Dr. Ryne Johnson, prosthodontist and managing partner at Newton Wellesley Dental Partners wants you to know that, “if you have diabetes, you know the disease can harm your eyes, nerves, kidneys, heart and other important systems in the body. Did you know it can also cause problems in your mouth? People with diabetes have a higher than normal risk of periodontal diseases”. Project1

Periodontal diseases are infections of the gum and bone that hold the teeth in place. In advanced stages, they lead to painful chewing problems and even tooth loss. Like any infection, gum disease can make it hard to keep your blood sugar under control.

What Is the Link Between Diabetes and Periodontal Disease?

Diabetic Control. Like other complications of diabetes, gum disease is linked to diabetic control. People with poor blood sugar control get gum disease more often and more severely, and they lose more teeth than do persons with good control. In fact, people whose diabetes is well controlled have no more periodontal disease than persons without diabetes. Children with IDDM (insulin-dependent diabetes mellitus) are also at risk for gum problems. Good diabetic control is the best protection against periodontal disease.

Studies show that controlling blood sugar levels lowers the risk of some complications of diabetes, such as eye and heart disease and nerve damage. Scientists believe many complications, including gum disease, can be prevented with good diabetic control.

Blood Vessel Changes. Thickening of blood vessels is a complication of diabetes that may increase risk for gum disease. Blood vessels deliver oxygen and nourishment to body tissues, including the mouth, and carry away the tissues' waste products. Diabetes causes blood vessels to thicken, which slows the flow of nutrients and the removal of harmful wastes. This can weaken the resistance of gum and bone tissue to infection.

Bacteria. Many kinds of bacteria (germs) thrive on sugars, including glucose -- the sugar linked to diabetes. When diabetes is poorly controlled, high glucose levels in mouth fluids may help germs grow and set the stage for gum disease.

Smoking. The harmful effects of smoking, particularly heart disease and cancer, are well known. Studies show that smoking also increases the chances of developing gum disease. In fact, smokers are five times more likely than nonsmokers to have gum disease. For smokers with diabetes, the risk is even greater. If you are a smoker with diabetes, age 45 or older, you are 20 times more likely than a person without these risk factors to get severe gum disease.

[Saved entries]
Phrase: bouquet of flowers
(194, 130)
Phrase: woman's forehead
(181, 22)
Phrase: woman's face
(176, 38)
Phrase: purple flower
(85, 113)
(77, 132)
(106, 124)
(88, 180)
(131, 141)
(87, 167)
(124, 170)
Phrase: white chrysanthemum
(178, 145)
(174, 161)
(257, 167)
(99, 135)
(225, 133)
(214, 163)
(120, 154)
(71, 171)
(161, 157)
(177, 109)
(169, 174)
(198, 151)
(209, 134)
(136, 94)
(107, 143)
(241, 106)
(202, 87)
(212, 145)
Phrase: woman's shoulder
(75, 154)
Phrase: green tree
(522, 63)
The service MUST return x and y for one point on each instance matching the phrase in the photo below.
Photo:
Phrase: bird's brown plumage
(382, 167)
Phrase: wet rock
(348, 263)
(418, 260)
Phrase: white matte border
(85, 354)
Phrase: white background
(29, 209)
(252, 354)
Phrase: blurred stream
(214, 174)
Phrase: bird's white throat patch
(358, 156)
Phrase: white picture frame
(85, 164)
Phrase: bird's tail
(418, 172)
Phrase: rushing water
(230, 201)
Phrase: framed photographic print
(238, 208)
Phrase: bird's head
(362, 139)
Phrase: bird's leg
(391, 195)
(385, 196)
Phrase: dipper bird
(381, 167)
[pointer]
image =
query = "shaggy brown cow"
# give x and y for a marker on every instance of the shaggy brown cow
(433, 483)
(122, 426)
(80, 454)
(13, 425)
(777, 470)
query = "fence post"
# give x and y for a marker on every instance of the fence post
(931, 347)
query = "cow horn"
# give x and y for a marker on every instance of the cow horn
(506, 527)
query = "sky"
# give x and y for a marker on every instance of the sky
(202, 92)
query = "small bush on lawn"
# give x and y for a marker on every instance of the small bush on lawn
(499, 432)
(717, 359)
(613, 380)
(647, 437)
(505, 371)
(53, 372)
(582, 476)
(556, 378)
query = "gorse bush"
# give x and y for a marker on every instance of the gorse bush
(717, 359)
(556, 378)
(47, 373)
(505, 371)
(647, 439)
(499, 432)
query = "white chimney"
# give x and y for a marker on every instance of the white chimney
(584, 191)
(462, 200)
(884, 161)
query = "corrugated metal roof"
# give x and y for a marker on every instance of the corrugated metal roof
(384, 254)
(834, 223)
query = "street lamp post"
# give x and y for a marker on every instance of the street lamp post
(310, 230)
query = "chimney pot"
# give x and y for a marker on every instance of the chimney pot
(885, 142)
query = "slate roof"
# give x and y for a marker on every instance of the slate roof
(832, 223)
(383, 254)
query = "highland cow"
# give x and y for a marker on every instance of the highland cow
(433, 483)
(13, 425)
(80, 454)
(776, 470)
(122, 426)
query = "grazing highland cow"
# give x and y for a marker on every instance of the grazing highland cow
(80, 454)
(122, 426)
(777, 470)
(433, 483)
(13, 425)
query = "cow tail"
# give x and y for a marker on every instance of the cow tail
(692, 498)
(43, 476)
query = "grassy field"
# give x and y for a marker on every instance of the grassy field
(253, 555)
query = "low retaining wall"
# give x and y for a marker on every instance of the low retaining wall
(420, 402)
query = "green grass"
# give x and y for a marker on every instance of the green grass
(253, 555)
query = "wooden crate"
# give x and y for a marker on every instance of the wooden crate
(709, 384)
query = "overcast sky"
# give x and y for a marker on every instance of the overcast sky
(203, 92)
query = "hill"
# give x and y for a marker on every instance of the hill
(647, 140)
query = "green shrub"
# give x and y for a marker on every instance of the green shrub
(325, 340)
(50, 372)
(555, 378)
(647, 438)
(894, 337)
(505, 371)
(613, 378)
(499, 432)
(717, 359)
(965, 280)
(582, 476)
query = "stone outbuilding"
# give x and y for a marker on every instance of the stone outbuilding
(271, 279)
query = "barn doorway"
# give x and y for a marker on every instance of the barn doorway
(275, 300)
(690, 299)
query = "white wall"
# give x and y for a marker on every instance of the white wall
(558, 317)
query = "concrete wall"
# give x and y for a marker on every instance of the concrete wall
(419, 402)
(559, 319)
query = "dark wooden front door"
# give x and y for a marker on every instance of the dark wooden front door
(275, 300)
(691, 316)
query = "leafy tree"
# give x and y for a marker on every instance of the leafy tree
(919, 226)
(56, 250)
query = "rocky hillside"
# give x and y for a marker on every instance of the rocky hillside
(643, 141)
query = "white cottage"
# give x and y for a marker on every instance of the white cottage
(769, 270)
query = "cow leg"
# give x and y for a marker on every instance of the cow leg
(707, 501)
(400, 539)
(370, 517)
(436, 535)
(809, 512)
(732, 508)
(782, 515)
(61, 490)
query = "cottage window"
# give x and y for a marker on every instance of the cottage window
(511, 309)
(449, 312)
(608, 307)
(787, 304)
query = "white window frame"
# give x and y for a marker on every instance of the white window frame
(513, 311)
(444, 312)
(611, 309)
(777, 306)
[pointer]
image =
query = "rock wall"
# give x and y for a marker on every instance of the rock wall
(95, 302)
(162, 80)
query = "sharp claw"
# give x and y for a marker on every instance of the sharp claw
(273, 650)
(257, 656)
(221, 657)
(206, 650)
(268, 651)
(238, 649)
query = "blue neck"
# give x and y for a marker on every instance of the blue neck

EXERCISE 1 = In the text on diabetes and gum disease, list the headings that open each paragraph under the question about the link between the two conditions.
EXERCISE 2 = Print the passage of the text on diabetes and gum disease from "Blood Vessel Changes." up to and including "tissue to infection.".

YOUR SOLUTION 1 = Diabetic Control, Blood Vessel Changes, Bacteria, Smoking

YOUR SOLUTION 2 =
Blood Vessel Changes. Thickening of blood vessels is a complication of diabetes that may increase risk for gum disease. Blood vessels deliver oxygen and nourishment to body tissues, including the mouth, and carry away the tissues' waste products. Diabetes causes blood vessels to thicken, which slows the flow of nutrients and the removal of harmful wastes. This can weaken the resistance of gum and bone tissue to infection.